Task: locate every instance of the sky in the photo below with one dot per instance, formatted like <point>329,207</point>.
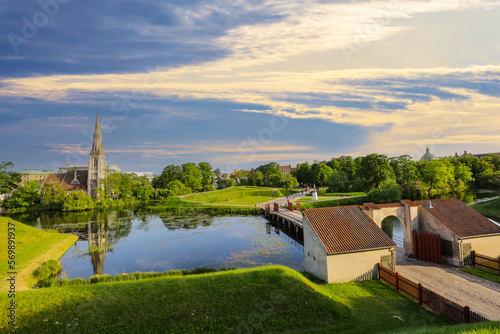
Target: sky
<point>241,83</point>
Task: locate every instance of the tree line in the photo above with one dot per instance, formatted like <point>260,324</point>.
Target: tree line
<point>387,179</point>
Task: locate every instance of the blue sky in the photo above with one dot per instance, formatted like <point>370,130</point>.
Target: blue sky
<point>240,83</point>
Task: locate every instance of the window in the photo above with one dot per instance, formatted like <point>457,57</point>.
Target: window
<point>446,248</point>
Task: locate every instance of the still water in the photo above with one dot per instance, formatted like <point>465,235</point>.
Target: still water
<point>126,241</point>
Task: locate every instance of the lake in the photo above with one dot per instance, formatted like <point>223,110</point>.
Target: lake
<point>125,241</point>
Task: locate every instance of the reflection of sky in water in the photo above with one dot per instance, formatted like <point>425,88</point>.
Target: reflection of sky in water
<point>150,246</point>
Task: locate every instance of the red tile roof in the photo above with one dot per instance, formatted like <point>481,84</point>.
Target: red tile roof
<point>347,229</point>
<point>390,205</point>
<point>459,218</point>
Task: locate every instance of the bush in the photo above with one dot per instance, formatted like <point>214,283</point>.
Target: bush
<point>47,270</point>
<point>57,282</point>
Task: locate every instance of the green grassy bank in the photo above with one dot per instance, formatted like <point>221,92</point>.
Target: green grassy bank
<point>237,195</point>
<point>490,209</point>
<point>177,205</point>
<point>32,248</point>
<point>335,202</point>
<point>261,300</point>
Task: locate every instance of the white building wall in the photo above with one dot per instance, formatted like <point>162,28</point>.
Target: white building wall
<point>314,252</point>
<point>357,266</point>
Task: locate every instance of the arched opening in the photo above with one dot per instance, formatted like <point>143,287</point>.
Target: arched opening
<point>393,227</point>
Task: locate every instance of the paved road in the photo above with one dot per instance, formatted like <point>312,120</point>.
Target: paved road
<point>481,295</point>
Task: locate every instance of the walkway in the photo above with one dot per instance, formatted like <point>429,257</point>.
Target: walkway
<point>481,295</point>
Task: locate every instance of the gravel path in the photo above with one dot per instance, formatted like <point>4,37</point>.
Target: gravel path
<point>481,295</point>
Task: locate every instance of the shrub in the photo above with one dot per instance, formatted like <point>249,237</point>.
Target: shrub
<point>47,270</point>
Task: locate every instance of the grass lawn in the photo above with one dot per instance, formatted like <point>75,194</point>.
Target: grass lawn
<point>490,209</point>
<point>320,198</point>
<point>33,247</point>
<point>484,273</point>
<point>260,300</point>
<point>236,195</point>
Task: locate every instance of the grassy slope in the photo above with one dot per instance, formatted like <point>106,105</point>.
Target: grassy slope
<point>490,209</point>
<point>267,299</point>
<point>237,195</point>
<point>320,198</point>
<point>335,202</point>
<point>33,247</point>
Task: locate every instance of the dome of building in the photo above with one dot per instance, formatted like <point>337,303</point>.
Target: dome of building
<point>428,156</point>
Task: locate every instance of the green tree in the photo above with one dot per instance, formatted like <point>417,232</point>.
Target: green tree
<point>78,201</point>
<point>255,178</point>
<point>141,188</point>
<point>24,196</point>
<point>207,176</point>
<point>53,196</point>
<point>8,179</point>
<point>390,192</point>
<point>272,168</point>
<point>405,169</point>
<point>304,174</point>
<point>321,174</point>
<point>275,180</point>
<point>191,176</point>
<point>337,181</point>
<point>169,174</point>
<point>177,188</point>
<point>374,169</point>
<point>437,174</point>
<point>289,182</point>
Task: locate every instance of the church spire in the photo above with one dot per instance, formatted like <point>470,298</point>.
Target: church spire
<point>97,146</point>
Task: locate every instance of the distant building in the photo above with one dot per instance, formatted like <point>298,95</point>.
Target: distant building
<point>84,178</point>
<point>149,175</point>
<point>428,156</point>
<point>34,175</point>
<point>287,169</point>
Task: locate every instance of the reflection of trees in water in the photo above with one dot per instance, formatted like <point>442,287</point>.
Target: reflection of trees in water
<point>174,222</point>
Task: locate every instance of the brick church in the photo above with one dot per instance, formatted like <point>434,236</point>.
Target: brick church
<point>84,178</point>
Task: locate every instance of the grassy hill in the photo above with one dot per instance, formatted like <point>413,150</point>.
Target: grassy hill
<point>236,195</point>
<point>260,300</point>
<point>33,247</point>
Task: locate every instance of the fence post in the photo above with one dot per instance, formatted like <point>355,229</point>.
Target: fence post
<point>467,315</point>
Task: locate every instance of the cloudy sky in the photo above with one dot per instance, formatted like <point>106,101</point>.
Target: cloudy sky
<point>240,83</point>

Instructions to follow: Would you please write out, exactly and with no other lines, the stretch of the listing above from the line containing "Target: gravel path" through the line containing "Task: locate every instance of the green tree"?

Expected answer:
Target: gravel path
<point>481,295</point>
Task: locate every instance of the shrub in the photo above with one dot per instance, formatted like <point>249,237</point>.
Target: shrub
<point>47,270</point>
Task: locate every instance of the grass lawn in the photo above with one dot per instance, formatted like <point>75,194</point>.
Target: grass lawn
<point>490,209</point>
<point>320,198</point>
<point>33,247</point>
<point>484,273</point>
<point>260,300</point>
<point>236,195</point>
Task: locate every instance of the grassy slope in the photo above with one dot per instance, formatted like <point>106,105</point>.
Target: grassy slope
<point>490,209</point>
<point>267,299</point>
<point>237,195</point>
<point>320,198</point>
<point>335,202</point>
<point>33,247</point>
Task: locate every instance of the dome of building in the photo above with one dot per instance, formatted like <point>337,303</point>.
Target: dome of building
<point>428,156</point>
Task: locate every instance of the green tree in the photo above with one dot per instance, formatted like <point>417,232</point>.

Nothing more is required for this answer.